Extract to read:

★ ★ ★ ★ ★

2. How comprehensive and time consuming is the school’s/district’s teacher observation process? The process that we described above is an example of the process that principals work with in many schools and districts across the country. Not all are this time consuming though. If they are check boxes or your school has a process that can be done more efficiently, this definitely helps.
3. How large is the school? Our EDU Edge consortium members state that a 200 student K-3 Elementary building is going to have a much more intimate feel and be easier for that principal to do a full-blown observation than a high school of 3000 students and a faculty of 200 teachers. We’re not saying one job is easier than the other, simply stating that the ability to extend this opportunity to a student teacher may be different.
4. How are the responsibilities of the administrative team divided? If there is an assistant principal for curriculum and instruction or one who supervises all of the teachers in your content area, then asking the principal is unlikely to produce the best observation or one at all.
Many people may disagree with us on this one Melissa. But our advice comes directly from the consortium of administrators that make up The EDU Edge so it is important to weigh these variables in your specific situation and then go from there.

★ ★ ★ ★ ★

Tasks and exercises:
**a)** Duplicate the part of the teacher observation passage starting at "4. How are the" and ending at "go from there.".
**b)** Answer these questions from the teacher observation passage:
(i) How many students and teachers does the high school in the school-size comparison have?
(ii) Which two kinds of assistant principal are named as a reason that asking the principal may not work well?
(iii) According to the final paragraph, where does the advice come from?

★ ★ ★ ★ ★

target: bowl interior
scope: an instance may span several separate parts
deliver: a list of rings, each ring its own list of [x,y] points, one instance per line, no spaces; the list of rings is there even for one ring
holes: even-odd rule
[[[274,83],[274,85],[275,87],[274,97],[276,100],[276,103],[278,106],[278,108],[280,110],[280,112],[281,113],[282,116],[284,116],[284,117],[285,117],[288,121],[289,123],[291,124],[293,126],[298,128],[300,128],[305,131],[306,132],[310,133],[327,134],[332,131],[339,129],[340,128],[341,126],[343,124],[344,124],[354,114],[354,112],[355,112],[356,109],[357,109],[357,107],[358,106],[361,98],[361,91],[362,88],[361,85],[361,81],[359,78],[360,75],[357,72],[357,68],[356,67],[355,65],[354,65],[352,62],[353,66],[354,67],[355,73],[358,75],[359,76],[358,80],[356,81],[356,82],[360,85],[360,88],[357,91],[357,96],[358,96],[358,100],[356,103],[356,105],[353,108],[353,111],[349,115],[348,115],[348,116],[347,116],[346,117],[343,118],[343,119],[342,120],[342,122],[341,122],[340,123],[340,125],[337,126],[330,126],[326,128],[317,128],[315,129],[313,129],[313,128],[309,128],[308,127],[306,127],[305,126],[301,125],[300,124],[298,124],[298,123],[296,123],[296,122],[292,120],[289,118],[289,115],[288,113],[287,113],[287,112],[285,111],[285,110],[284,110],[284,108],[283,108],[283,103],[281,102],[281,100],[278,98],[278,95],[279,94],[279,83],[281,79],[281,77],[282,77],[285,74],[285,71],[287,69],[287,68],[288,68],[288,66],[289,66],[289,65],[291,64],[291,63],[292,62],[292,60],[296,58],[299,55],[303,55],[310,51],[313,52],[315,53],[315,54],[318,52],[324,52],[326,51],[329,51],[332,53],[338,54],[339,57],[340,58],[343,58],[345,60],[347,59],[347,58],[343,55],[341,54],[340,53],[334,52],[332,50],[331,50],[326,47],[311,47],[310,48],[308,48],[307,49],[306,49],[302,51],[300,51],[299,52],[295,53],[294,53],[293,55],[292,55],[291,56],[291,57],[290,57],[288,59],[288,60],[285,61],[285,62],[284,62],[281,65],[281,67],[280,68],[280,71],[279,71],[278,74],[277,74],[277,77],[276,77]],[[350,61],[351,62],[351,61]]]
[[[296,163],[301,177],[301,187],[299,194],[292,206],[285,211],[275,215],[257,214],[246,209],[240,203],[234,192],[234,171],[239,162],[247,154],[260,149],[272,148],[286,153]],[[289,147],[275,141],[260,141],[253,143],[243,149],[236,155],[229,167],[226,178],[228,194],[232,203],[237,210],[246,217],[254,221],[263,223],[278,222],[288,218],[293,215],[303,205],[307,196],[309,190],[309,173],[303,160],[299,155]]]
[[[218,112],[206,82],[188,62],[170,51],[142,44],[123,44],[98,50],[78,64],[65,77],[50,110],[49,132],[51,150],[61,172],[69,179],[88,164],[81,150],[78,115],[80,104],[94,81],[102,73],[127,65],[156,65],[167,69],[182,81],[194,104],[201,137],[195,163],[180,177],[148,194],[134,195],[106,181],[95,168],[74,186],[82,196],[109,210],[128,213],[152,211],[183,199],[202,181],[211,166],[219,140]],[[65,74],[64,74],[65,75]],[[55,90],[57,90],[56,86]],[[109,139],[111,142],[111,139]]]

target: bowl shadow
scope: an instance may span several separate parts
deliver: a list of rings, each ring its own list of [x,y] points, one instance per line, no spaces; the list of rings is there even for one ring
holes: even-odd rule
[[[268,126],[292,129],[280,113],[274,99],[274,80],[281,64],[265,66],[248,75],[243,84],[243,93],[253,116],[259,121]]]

★ ★ ★ ★ ★

Answer set:
**a)**
4. How are the responsibilities of the administrative team divided? If there is an assistant principal for curriculum and instruction or one who supervises all of the teachers in your content area, then asking the principal is unlikely to produce the best observation or one at all.
Many people may disagree with us on this one Melissa. But our advice comes directly from the consortium of administrators that make up The EDU Edge so it is important to weigh these variables in your specific situation and then go from there.

**b)**
(i) 3000 students and a faculty of 200 teachers.
(ii) An assistant principal for curriculum and instruction, and one who supervises all of the teachers in your content area.
(iii) It comes directly from the consortium of administrators that make up The EDU Edge.